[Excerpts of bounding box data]

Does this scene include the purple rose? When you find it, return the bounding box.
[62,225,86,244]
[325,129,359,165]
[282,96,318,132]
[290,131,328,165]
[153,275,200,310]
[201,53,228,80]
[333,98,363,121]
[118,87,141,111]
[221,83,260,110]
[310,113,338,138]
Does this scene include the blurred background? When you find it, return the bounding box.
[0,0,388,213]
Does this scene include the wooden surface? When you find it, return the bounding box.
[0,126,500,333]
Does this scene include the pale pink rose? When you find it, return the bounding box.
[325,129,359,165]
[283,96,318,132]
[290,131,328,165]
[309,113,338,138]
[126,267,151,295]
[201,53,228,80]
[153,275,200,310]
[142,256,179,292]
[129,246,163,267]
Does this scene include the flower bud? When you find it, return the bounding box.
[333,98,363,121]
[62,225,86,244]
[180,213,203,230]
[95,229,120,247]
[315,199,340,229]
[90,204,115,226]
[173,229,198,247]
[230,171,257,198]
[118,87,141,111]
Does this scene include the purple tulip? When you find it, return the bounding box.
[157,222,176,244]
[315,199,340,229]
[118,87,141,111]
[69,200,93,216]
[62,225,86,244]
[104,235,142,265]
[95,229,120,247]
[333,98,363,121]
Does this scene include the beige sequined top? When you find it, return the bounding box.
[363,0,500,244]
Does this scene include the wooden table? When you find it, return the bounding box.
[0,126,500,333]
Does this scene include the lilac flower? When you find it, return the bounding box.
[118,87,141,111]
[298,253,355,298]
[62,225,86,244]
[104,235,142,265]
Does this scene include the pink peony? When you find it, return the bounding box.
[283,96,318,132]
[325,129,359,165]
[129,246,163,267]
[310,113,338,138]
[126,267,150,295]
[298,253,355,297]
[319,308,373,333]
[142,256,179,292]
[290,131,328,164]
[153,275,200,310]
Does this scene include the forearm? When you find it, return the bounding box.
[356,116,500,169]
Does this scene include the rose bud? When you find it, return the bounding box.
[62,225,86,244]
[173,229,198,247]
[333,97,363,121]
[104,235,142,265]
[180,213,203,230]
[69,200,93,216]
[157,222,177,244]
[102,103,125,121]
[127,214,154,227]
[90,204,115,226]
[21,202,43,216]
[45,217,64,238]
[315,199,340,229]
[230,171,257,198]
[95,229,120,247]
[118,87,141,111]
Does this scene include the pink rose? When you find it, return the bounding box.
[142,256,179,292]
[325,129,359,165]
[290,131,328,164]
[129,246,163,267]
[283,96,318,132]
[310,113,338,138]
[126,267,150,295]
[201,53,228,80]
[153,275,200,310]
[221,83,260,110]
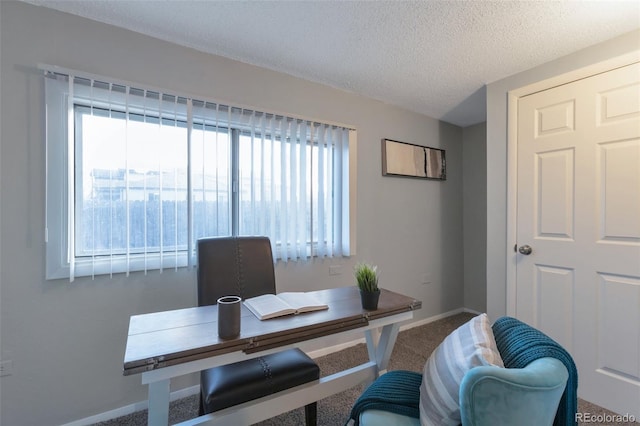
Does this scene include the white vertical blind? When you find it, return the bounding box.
[45,65,353,280]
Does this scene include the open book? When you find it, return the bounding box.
[244,292,329,320]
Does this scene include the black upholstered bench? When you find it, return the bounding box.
[200,349,320,425]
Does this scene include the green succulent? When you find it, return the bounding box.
[355,263,378,291]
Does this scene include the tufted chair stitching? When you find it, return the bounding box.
[258,357,272,381]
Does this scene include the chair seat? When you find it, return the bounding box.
[200,349,320,413]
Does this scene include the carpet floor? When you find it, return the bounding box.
[94,313,640,426]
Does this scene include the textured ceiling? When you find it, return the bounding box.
[17,0,640,126]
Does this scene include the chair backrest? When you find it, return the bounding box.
[198,237,276,306]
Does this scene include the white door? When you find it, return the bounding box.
[514,64,640,419]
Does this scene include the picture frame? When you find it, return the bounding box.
[382,139,447,180]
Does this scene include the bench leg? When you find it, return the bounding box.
[304,402,318,426]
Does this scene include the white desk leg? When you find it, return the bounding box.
[147,379,170,426]
[376,323,400,371]
[365,323,400,375]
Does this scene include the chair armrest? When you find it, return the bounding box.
[459,358,569,426]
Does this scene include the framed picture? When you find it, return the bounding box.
[382,139,447,180]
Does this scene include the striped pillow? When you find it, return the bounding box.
[420,314,504,426]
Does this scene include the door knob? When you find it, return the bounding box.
[518,244,533,256]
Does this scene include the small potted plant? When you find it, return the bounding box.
[355,263,380,311]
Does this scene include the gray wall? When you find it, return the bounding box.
[462,123,488,312]
[487,31,640,318]
[0,1,463,425]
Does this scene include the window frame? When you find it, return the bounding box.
[41,67,357,280]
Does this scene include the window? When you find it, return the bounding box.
[45,70,355,280]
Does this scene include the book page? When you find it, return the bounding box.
[278,292,329,312]
[244,294,295,320]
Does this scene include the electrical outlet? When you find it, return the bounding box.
[0,360,13,377]
[329,265,342,275]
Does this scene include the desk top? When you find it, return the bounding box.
[123,286,422,376]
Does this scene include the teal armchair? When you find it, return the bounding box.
[348,317,577,426]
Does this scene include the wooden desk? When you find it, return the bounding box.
[124,286,422,425]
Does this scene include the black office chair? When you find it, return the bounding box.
[198,237,320,426]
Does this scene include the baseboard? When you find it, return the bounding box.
[62,308,480,426]
[62,385,200,426]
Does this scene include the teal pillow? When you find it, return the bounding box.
[420,314,504,426]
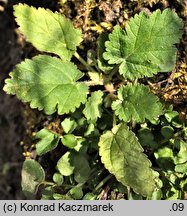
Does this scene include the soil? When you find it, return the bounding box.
[0,0,187,200]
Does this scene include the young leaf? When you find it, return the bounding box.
[21,159,45,198]
[99,124,159,196]
[112,84,162,123]
[4,55,88,114]
[36,128,59,156]
[103,9,183,80]
[14,4,82,60]
[83,91,103,122]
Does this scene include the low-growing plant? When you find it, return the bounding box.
[4,4,187,199]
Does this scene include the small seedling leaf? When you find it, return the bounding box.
[4,55,88,114]
[14,4,82,60]
[36,128,59,156]
[99,124,159,196]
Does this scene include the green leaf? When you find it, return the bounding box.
[97,33,113,74]
[14,4,82,60]
[137,127,158,148]
[69,186,83,200]
[36,128,59,156]
[112,84,163,123]
[57,151,91,183]
[61,134,77,148]
[57,152,75,176]
[21,159,45,198]
[4,55,88,114]
[103,9,183,80]
[83,91,103,122]
[99,124,159,196]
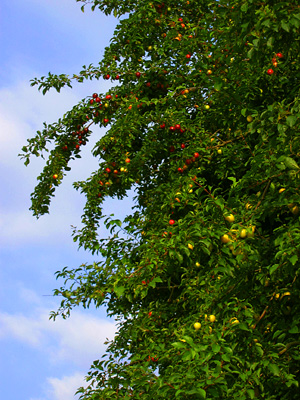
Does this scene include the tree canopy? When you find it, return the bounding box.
[22,0,300,400]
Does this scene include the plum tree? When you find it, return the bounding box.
[22,0,300,400]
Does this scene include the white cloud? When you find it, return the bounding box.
[0,309,116,366]
[30,372,86,400]
[47,372,86,400]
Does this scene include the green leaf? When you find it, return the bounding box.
[284,157,299,170]
[289,326,299,333]
[114,286,125,297]
[290,254,298,265]
[268,364,280,376]
[269,264,279,275]
[267,37,275,47]
[212,343,221,353]
[247,389,256,399]
[286,115,297,128]
[281,21,290,32]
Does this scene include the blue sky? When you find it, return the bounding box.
[0,0,134,400]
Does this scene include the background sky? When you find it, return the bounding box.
[0,0,130,400]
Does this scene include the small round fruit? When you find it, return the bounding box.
[194,322,201,331]
[240,229,247,239]
[208,315,216,322]
[221,234,230,243]
[225,214,234,223]
[291,206,299,215]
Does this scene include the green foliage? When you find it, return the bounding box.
[23,0,300,400]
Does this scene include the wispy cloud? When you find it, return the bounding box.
[30,372,86,400]
[0,288,116,366]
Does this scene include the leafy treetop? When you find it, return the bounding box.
[23,0,300,400]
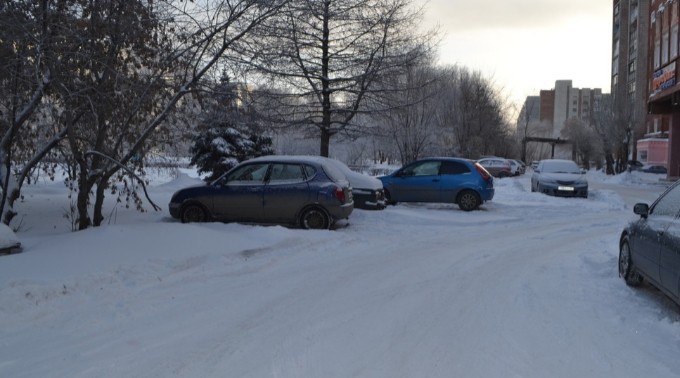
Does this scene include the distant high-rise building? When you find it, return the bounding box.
[517,80,603,159]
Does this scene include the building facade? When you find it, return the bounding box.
[646,0,680,178]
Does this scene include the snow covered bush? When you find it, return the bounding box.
[190,124,274,181]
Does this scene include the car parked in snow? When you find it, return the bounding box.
[378,157,495,211]
[640,165,668,175]
[0,223,21,255]
[531,159,588,198]
[508,159,526,176]
[619,181,680,305]
[328,158,385,210]
[169,156,354,229]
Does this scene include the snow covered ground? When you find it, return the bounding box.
[0,172,680,377]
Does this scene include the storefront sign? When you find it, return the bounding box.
[652,62,676,93]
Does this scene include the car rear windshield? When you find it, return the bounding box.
[543,161,581,173]
[323,164,347,182]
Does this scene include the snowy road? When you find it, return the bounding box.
[0,172,680,377]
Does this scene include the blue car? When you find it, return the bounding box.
[378,157,495,211]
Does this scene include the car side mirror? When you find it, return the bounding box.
[633,203,649,218]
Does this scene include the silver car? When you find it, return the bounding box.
[531,159,588,198]
[169,156,354,229]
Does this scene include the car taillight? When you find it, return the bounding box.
[335,188,345,203]
[475,163,491,181]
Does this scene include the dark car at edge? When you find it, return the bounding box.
[619,181,680,305]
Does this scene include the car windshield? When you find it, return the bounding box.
[542,161,581,173]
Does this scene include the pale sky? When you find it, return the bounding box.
[418,0,612,111]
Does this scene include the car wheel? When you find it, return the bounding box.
[619,239,642,286]
[180,203,208,223]
[456,190,482,211]
[300,207,331,230]
[385,189,397,205]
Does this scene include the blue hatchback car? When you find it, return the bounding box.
[378,157,495,211]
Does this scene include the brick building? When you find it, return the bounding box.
[644,0,680,178]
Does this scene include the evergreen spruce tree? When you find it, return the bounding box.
[190,75,274,181]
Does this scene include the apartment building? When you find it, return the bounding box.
[644,0,680,178]
[517,80,603,160]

● Request
Arrange the records as a Markdown table with the columns Row and Line, starting at the line that contains "Does this scene include the evergreen" and ending at the last line of the records. Leave out blank lines.

● Exercise solution
| Row | Line |
|---|---|
| 1 | Does this scene include the evergreen spruce tree? When you find it, return the bounding box. |
| 2 | [190,75,274,181] |
| 3 | Does this scene include the apartment building? When you find it, return the bounding box. |
| 4 | [644,0,680,178] |
| 5 | [517,80,603,160] |